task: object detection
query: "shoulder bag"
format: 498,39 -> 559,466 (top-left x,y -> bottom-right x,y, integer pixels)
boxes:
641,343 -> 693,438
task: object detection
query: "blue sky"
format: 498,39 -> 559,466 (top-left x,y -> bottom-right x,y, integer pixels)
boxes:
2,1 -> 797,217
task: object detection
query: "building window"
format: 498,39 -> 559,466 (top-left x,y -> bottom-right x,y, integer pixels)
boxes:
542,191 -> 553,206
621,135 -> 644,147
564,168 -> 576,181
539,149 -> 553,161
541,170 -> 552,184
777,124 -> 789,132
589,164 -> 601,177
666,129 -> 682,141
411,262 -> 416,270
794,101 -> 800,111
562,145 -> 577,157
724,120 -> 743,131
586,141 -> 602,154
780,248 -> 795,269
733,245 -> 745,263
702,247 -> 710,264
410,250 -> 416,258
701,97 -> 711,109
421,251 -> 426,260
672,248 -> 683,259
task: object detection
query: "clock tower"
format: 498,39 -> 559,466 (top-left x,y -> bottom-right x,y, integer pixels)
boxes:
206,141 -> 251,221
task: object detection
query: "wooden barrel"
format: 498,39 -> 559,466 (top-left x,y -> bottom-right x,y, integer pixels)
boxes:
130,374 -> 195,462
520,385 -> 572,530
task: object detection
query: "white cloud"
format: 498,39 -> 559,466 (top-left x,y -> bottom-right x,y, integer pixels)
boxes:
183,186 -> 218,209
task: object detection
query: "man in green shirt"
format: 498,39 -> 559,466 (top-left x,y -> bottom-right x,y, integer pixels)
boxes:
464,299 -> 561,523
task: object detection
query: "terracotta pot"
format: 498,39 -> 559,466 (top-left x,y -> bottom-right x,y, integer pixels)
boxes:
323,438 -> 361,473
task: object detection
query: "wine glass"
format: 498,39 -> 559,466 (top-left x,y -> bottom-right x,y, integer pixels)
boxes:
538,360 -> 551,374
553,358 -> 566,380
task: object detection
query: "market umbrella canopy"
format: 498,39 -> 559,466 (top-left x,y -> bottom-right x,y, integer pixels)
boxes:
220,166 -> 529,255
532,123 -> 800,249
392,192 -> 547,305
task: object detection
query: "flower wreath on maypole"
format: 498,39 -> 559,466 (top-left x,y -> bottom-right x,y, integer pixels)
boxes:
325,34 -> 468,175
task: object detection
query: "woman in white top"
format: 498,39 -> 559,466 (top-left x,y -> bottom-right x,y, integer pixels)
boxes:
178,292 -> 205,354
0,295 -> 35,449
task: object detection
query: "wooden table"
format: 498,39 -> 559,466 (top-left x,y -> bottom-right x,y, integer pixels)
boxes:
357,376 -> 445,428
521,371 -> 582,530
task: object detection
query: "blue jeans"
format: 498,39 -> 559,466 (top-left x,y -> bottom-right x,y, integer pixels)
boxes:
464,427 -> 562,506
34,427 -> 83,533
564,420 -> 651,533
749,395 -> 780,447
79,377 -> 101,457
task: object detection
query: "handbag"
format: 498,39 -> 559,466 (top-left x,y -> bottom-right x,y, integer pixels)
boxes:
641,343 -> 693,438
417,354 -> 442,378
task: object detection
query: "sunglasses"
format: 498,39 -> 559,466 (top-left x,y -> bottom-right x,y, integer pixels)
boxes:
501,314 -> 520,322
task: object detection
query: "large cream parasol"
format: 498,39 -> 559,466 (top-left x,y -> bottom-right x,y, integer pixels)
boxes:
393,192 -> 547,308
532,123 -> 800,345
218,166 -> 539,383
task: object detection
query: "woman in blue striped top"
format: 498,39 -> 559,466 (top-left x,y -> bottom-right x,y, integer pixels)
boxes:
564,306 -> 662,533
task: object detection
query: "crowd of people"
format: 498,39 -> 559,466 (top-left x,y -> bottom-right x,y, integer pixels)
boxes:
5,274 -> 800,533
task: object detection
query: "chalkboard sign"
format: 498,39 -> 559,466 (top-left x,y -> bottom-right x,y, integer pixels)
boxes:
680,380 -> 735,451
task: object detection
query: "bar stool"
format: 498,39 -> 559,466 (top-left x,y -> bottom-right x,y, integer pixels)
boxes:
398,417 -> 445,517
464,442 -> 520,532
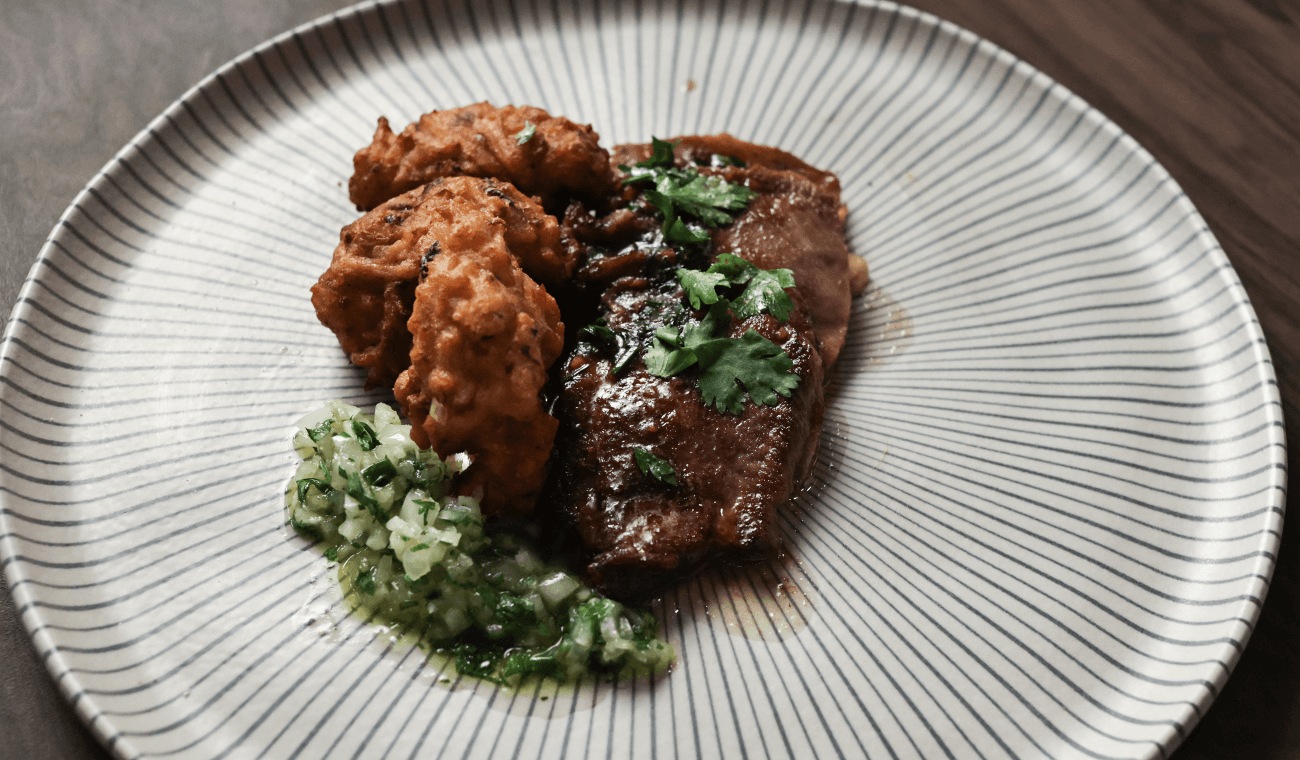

» WORK INSTRUCTION:
In the records, find every line that has the string "blue" and copy it.

» OUTPUT BELOW:
query: "blue sky"
query: "blue jeans"
query: "woman in blue striped top"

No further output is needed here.